> [Excerpted records]:
<<<<
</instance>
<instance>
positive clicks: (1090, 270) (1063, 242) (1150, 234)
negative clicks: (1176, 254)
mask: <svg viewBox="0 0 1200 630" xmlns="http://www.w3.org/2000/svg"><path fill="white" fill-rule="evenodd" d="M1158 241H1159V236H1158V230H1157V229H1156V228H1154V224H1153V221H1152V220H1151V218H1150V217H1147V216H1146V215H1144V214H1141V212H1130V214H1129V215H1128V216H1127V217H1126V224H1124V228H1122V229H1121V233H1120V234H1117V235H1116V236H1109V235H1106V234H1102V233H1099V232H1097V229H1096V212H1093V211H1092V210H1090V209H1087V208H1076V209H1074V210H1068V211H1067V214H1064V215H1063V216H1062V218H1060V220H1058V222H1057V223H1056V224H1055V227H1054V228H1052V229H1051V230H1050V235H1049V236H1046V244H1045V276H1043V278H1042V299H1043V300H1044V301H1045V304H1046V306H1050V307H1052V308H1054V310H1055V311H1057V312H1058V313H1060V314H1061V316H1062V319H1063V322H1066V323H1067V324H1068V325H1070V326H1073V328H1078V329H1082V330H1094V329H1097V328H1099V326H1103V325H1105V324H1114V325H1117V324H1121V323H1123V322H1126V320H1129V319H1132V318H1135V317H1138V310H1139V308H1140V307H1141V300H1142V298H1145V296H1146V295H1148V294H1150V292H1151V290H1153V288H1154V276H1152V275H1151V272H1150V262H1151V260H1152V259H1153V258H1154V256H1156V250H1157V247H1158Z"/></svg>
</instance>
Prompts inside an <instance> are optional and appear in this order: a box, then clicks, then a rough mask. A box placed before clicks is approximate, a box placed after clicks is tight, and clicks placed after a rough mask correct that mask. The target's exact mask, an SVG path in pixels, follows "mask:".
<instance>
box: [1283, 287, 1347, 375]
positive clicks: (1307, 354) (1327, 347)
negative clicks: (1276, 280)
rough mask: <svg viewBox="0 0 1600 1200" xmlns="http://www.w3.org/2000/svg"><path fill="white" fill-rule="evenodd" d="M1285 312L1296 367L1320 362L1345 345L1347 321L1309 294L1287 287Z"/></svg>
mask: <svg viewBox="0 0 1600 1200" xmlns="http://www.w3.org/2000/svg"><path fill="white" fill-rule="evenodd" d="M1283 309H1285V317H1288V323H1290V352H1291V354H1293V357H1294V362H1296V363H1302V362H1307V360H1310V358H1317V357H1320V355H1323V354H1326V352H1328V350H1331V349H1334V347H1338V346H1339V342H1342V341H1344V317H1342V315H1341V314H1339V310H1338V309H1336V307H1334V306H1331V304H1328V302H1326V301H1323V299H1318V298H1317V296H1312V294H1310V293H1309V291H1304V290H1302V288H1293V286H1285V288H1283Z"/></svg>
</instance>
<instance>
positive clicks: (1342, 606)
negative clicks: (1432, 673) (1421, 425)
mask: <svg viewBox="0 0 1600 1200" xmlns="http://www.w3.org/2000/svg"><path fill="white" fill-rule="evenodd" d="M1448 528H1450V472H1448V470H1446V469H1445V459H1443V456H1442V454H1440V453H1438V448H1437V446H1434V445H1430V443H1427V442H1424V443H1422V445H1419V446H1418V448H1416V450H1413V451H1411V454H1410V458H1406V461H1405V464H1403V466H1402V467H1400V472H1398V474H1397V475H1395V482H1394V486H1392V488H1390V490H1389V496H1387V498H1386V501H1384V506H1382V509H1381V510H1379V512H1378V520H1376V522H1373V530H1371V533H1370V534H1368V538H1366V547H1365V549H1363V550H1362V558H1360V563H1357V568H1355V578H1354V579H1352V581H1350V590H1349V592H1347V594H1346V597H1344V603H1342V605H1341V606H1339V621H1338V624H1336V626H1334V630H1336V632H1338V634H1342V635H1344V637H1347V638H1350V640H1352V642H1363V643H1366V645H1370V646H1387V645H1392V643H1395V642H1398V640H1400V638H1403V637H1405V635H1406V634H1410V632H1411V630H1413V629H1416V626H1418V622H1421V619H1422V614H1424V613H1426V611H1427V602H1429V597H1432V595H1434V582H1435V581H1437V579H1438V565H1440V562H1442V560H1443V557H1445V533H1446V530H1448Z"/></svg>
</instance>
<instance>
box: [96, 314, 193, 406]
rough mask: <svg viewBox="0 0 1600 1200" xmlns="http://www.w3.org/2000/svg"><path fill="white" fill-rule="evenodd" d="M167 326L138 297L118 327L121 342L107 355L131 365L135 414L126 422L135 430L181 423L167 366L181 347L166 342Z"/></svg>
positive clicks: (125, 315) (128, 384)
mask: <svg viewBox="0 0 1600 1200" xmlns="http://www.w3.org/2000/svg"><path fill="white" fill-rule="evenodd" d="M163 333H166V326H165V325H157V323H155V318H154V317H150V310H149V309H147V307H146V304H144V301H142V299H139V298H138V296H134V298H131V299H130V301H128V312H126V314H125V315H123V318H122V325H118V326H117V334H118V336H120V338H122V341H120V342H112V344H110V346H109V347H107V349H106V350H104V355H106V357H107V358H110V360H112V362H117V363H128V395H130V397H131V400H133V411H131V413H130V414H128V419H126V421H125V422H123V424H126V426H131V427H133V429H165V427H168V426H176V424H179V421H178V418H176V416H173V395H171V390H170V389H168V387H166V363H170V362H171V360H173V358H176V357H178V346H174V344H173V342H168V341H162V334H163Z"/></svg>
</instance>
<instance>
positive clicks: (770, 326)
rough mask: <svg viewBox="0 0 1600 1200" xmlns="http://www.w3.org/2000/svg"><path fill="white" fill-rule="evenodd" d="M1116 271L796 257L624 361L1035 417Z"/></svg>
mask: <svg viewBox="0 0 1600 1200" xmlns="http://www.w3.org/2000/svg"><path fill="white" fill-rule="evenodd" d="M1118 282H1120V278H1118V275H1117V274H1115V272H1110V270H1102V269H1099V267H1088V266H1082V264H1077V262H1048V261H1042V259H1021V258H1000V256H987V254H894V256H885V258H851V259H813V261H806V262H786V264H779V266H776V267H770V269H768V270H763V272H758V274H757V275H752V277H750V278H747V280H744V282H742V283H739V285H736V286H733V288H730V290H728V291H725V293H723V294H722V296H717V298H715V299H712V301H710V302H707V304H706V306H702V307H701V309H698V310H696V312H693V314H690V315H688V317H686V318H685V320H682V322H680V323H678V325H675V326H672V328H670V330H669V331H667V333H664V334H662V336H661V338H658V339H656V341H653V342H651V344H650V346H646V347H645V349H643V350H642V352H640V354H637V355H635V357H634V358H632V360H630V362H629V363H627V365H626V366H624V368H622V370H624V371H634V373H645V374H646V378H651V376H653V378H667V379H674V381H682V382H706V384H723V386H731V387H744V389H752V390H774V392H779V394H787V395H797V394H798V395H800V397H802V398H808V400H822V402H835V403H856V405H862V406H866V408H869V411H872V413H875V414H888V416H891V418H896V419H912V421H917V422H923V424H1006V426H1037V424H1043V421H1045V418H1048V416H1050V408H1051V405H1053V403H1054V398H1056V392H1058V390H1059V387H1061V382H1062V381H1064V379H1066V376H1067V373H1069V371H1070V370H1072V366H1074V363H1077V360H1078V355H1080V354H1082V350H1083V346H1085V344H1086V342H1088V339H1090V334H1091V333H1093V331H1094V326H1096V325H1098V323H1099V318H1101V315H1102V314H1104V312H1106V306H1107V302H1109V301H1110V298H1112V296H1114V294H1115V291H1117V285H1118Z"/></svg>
>>>>
> [Task]:
Reproduce all of the rows above line for line, with no changes.

> [Exercise response]:
</instance>
<instance>
positive clicks: (1090, 270) (1063, 242) (1150, 234)
negative clicks: (1176, 254)
mask: <svg viewBox="0 0 1200 630" xmlns="http://www.w3.org/2000/svg"><path fill="white" fill-rule="evenodd" d="M1158 241H1159V236H1158V230H1157V229H1156V228H1154V224H1153V221H1152V220H1151V218H1150V217H1147V216H1146V215H1144V214H1141V212H1130V214H1129V215H1128V216H1127V217H1126V224H1124V228H1122V229H1121V233H1120V234H1117V235H1116V236H1109V235H1106V234H1102V233H1099V232H1097V229H1096V212H1093V211H1092V210H1090V209H1087V208H1076V209H1074V210H1068V211H1067V214H1064V215H1063V216H1062V218H1060V220H1058V222H1057V223H1056V224H1055V227H1054V228H1052V229H1051V230H1050V235H1049V236H1046V244H1045V276H1043V278H1042V299H1043V300H1044V301H1045V304H1046V306H1050V307H1052V308H1054V310H1055V311H1057V312H1058V313H1060V314H1061V316H1062V319H1063V322H1066V323H1067V324H1068V325H1070V326H1073V328H1078V329H1082V330H1094V329H1097V328H1099V326H1103V325H1105V324H1114V325H1117V324H1121V323H1123V322H1126V320H1129V319H1132V318H1135V317H1138V310H1139V308H1140V307H1141V300H1142V298H1145V296H1146V295H1148V294H1150V292H1151V290H1153V288H1154V276H1152V275H1151V272H1150V262H1151V260H1152V259H1153V258H1154V256H1156V250H1157V247H1158Z"/></svg>
</instance>
Prompts inside an <instance> are optional and appear in this order: a box, then clicks, then a rough mask. A box placed before clicks is approximate, a box placed after clicks is tight, and clicks placed after a rough mask correct that mask. The target's exact mask, an SVG path in pixels, follows "mask:".
<instance>
box: [1283, 287, 1347, 375]
positive clicks: (1307, 354) (1327, 347)
negative clicks: (1276, 280)
rough mask: <svg viewBox="0 0 1600 1200" xmlns="http://www.w3.org/2000/svg"><path fill="white" fill-rule="evenodd" d="M1285 312L1296 367L1320 362L1345 345L1347 321L1309 294L1287 287Z"/></svg>
mask: <svg viewBox="0 0 1600 1200" xmlns="http://www.w3.org/2000/svg"><path fill="white" fill-rule="evenodd" d="M1283 309H1285V317H1288V323H1290V352H1291V354H1293V357H1294V362H1296V363H1302V362H1307V360H1310V358H1317V357H1320V355H1323V354H1326V352H1328V350H1331V349H1334V347H1338V346H1339V342H1342V341H1344V317H1342V315H1341V314H1339V310H1338V309H1336V307H1334V306H1331V304H1328V302H1326V301H1323V299H1318V298H1317V296H1312V294H1310V293H1309V291H1304V290H1302V288H1293V286H1285V288H1283Z"/></svg>
</instance>
<instance>
positive clicks: (1342, 606)
negative clicks: (1432, 673) (1421, 425)
mask: <svg viewBox="0 0 1600 1200" xmlns="http://www.w3.org/2000/svg"><path fill="white" fill-rule="evenodd" d="M1448 528H1450V472H1448V470H1446V469H1445V459H1443V456H1442V454H1440V453H1438V448H1437V446H1434V445H1430V443H1427V442H1424V443H1422V445H1419V446H1418V448H1416V450H1413V451H1411V454H1410V458H1406V461H1405V464H1403V466H1402V467H1400V472H1398V474H1397V475H1395V482H1394V486H1392V488H1390V490H1389V496H1387V498H1386V501H1384V506H1382V509H1381V510H1379V512H1378V520H1376V522H1373V530H1371V533H1370V534H1368V538H1366V547H1365V549H1363V550H1362V558H1360V563H1357V568H1355V578H1354V579H1352V581H1350V590H1349V592H1347V594H1346V597H1344V603H1342V605H1341V606H1339V621H1338V624H1336V626H1334V630H1336V632H1338V634H1342V635H1344V637H1347V638H1350V640H1352V642H1363V643H1366V645H1370V646H1387V645H1392V643H1395V642H1398V640H1400V638H1403V637H1405V635H1406V634H1410V632H1411V630H1413V629H1416V626H1418V622H1421V619H1422V614H1424V613H1426V611H1427V602H1429V597H1432V595H1434V582H1435V581H1437V579H1438V565H1440V562H1442V560H1443V557H1445V533H1446V530H1448Z"/></svg>
</instance>
<instance>
box: [96, 314, 193, 406]
rough mask: <svg viewBox="0 0 1600 1200" xmlns="http://www.w3.org/2000/svg"><path fill="white" fill-rule="evenodd" d="M167 326L138 297L118 327L121 342L107 355L131 365L135 414L126 422L135 430L181 423L167 366L181 347L166 342Z"/></svg>
positive clicks: (125, 315) (128, 384)
mask: <svg viewBox="0 0 1600 1200" xmlns="http://www.w3.org/2000/svg"><path fill="white" fill-rule="evenodd" d="M163 333H166V326H165V325H157V323H155V318H154V317H150V310H149V309H147V307H146V304H144V301H142V299H139V298H138V296H134V298H131V299H130V301H128V312H126V314H125V315H123V318H122V325H118V326H117V334H118V336H120V338H122V341H120V342H112V344H110V346H109V347H107V349H106V350H104V355H106V357H107V358H110V360H112V362H117V363H128V395H130V397H131V400H133V411H131V413H130V414H128V419H126V421H125V422H123V424H126V426H131V427H133V429H165V427H168V426H176V424H179V421H178V418H176V416H173V395H171V390H170V389H168V387H166V363H170V362H171V360H173V358H176V357H178V346H174V344H173V342H168V341H162V334H163Z"/></svg>
</instance>
<instance>
positive clicks: (770, 326)
rough mask: <svg viewBox="0 0 1600 1200" xmlns="http://www.w3.org/2000/svg"><path fill="white" fill-rule="evenodd" d="M1116 271L796 257L624 361L1035 417Z"/></svg>
mask: <svg viewBox="0 0 1600 1200" xmlns="http://www.w3.org/2000/svg"><path fill="white" fill-rule="evenodd" d="M1118 282H1120V278H1118V275H1117V274H1115V272H1110V270H1102V269H1099V267H1088V266H1082V264H1077V262H1048V261H1042V259H1021V258H1000V256H987V254H894V256H885V258H851V259H813V261H806V262H786V264H779V266H776V267H770V269H768V270H763V272H758V274H757V275H752V277H750V278H747V280H744V282H742V283H739V285H736V286H733V288H730V290H728V291H725V293H723V294H722V296H717V298H715V299H712V301H710V302H707V304H706V306H702V307H701V309H698V310H696V312H693V314H690V315H688V317H686V318H685V320H682V322H680V323H678V325H675V326H672V328H670V330H669V331H667V333H664V334H662V336H661V338H658V339H656V341H653V342H651V344H650V346H646V347H645V349H643V350H642V352H640V354H637V355H635V357H634V358H632V360H630V362H629V363H627V365H626V366H624V368H622V370H624V371H634V373H645V374H646V378H651V376H653V378H667V379H674V381H682V382H706V384H723V386H731V387H744V389H752V390H774V392H779V394H787V395H797V394H798V395H800V397H802V398H808V400H822V402H835V403H856V405H862V406H866V408H869V411H872V413H875V414H888V416H891V418H896V419H912V421H917V422H923V424H1006V426H1037V424H1043V421H1045V418H1048V416H1050V408H1051V405H1053V403H1054V398H1056V392H1058V390H1059V387H1061V382H1062V381H1064V379H1066V376H1067V373H1069V371H1070V370H1072V366H1074V363H1077V360H1078V355H1080V354H1082V350H1083V346H1085V344H1086V342H1088V339H1090V334H1091V333H1093V331H1094V326H1096V325H1098V323H1099V318H1101V315H1102V314H1104V312H1106V306H1107V302H1109V301H1110V298H1112V296H1114V294H1115V291H1117V285H1118Z"/></svg>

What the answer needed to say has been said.